§ OBJECTIVE:
Repeat each of the records below word for word, line by line, without changing anything.

§ ENTRIES:
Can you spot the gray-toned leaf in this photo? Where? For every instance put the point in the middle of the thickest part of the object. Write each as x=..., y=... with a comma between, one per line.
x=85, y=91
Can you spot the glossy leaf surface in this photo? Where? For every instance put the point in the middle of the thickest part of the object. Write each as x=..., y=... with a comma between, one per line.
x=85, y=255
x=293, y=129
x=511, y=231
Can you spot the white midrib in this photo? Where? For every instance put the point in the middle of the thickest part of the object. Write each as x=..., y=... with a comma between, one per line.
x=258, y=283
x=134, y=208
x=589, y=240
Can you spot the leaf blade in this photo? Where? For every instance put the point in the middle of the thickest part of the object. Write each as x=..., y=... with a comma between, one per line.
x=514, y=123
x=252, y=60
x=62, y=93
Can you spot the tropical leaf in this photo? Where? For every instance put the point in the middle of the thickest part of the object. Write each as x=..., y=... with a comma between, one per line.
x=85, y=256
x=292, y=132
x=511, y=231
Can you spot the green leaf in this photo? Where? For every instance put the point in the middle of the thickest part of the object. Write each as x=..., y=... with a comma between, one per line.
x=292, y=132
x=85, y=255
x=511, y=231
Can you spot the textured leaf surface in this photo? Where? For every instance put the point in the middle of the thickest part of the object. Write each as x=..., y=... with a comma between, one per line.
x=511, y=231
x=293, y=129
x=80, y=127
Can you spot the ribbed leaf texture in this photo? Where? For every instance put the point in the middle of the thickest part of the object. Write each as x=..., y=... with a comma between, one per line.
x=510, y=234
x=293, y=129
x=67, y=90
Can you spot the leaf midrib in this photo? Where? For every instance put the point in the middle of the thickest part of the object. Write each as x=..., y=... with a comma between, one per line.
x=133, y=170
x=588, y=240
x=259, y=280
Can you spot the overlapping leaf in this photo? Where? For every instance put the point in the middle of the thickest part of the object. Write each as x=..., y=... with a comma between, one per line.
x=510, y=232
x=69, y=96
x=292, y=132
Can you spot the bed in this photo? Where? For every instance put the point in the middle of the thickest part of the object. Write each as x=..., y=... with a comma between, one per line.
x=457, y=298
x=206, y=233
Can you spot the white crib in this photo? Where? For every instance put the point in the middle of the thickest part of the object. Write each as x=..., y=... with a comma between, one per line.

§ EXERCISE ANSWER:
Can you spot the gray-toned leaf in this photo? Where? For every instance put the point in the middle of the thickest part of the object. Write each as x=..., y=... with a comma between, one per line.
x=85, y=91
Can you spot the glossy leaf surface in this photo? Where? For every instance put the point in the middle of the thickest part of the object. Write each as x=..., y=... with a comma between, one per line.
x=85, y=255
x=293, y=129
x=511, y=231
Can you spot the white midrib in this photo? Where? For every instance put the point in the middle of the thickest part of the object. Write each as x=..., y=... with a comma between, one per line.
x=258, y=283
x=134, y=208
x=589, y=240
Can you spot the leaf blade in this photo? Where? For every instance put the point in the middle of the thickest part of the object. Write each as x=..., y=... with a comma between, one per line.
x=514, y=123
x=252, y=60
x=62, y=93
Can you spot the tropical leaf in this photo? Where? For every instance put the point in the middle of the thickest part of the object. Write each as x=..., y=... with a comma between, one per line.
x=85, y=256
x=292, y=132
x=511, y=231
Can you spot the green leaf in this photo? Where? For every instance put the point in the middle of the thickest part of the object. Write each as x=..., y=... with a comma between, one per line.
x=292, y=132
x=85, y=255
x=511, y=231
Can you spot the textured leaf surface in this photo? Where? For every instance put the point in the middle of the thickest part of the object. Write each as x=..., y=... with a comma between, one per line.
x=511, y=231
x=293, y=129
x=80, y=127
Can you spot the ribbed leaf texture in this photo? Where? For every instance put the point in the middle of the thickest part of the object. Write each as x=..., y=... with a comma between, one per line.
x=510, y=234
x=293, y=129
x=67, y=90
Can you spot the leaf midrib in this photo? Where? For every instance put the point in the middle of the thickest part of the object. Write each as x=..., y=... with a comma between, one per line.
x=133, y=170
x=588, y=240
x=259, y=280
Can you spot the overlapping leaf in this photo? Where? For every instance put the point in the middle of the thickest part of the object. Write each as x=..., y=... with a comma between, one per line.
x=510, y=232
x=69, y=96
x=292, y=132
Can you spot the bed in this photo? Where? For every instance put the point in the middle of the thickest part of the object. Write each as x=..., y=... with a comma between, one per line.
x=457, y=298
x=206, y=233
Can you spot the white crib in this photo? Where? For every instance put the point in the middle of the thickest part of the object. Write each as x=..., y=... with a comma between, one per line.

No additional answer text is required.